Text passage:
-- -- --

A guest post by Philippa Tudor
I first encountered Holst’s music through singing his beautiful 8-part Ave Maria as a teenager, and knew that he had taught at James Allen’s Girls’ School in Dulwich – where I live – but I never got round to discovering more until 2012, when I ordered a secondhand copy of a short biography by his daughter Imogen, and settled down to spend the dark winter evenings reading about Gustav Holst (1874-1934).
His life story is fascinating. He overcame a succession of difficulties from his childhood onwards to become one of Britain’s most popular composers, particularly famed for his Planets Suite. But Imogen’s short biography left me with more questions than it had answered. It referred to his wife (Imogen’s mother) Isobel only 6 times – fewer than it referred to Imogen herself. I wondered whether his wife had died young, or if they had divorced. Intrigued, I ordered Imogen’s longer biography, and when that shed little more light, the main scholarly biography of Gustav Holst, written by Michael Short, and since re-published by Circaidy Gregory Press. Michael Short’s biography is brilliant, and has the great benefit of his having worked closely with Imogen Holst. I have two, now very well-read, copies of it. Its sub title is “the man and his music”. I now wanted to know about his wife.
I am not a musicologist, but do have a doctorate in history – in my case 15th and 16th century English devotional literature. 20th century history had never held much interest to me. In April 2012 I noted down the various archives I had already visited – now a very long list. I became a student at Morley College, where Gustav Holst taught for eight years, singing in three of its choirs. Working full time, I needed to research in concentrated bursts, and was embarrassed when staff in at least two archives inquired whether I might want to take a break (realizing that they needed to themselves). The archives I had visited have been many and varied – from Holst Victorian House Cheltenham, where Gustav Holst was born, to the Royal College of Music where he studied and the schools and other institutions where he taught.

-- -- --

(Dataset excerpt)
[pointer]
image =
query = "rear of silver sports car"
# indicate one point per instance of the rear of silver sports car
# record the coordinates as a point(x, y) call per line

-- -- --

Requirements:
1 - According to the guest post about Gustav Holst, how many times does Imogen's short biography refer to Isobel?
2 - Name every biography of Gustav Holst that the writer of the guest post ordered.
3 - Summarize the guest post about Gustav Holst in two sentences.

Expected outputs:
1 - It refers to her only 6 times.

2 -
- Imogen Holst's short biography (a secondhand copy)
- Imogen Holst's longer biography
- Michael Short's scholarly biography

3 - After reading Imogen Holst's short biography of her father, the writer wanted to know more about his wife, Isobel, who is mentioned only 6 times in it, and went on to read Imogen's longer biography and Michael Short's scholarly one. Although a historian of 15th and 16th century English devotional literature rather than a musicologist, the writer has researched in many archives, from Holst's birthplace in Cheltenham to the Royal College of Music and the schools and other institutions where he taught.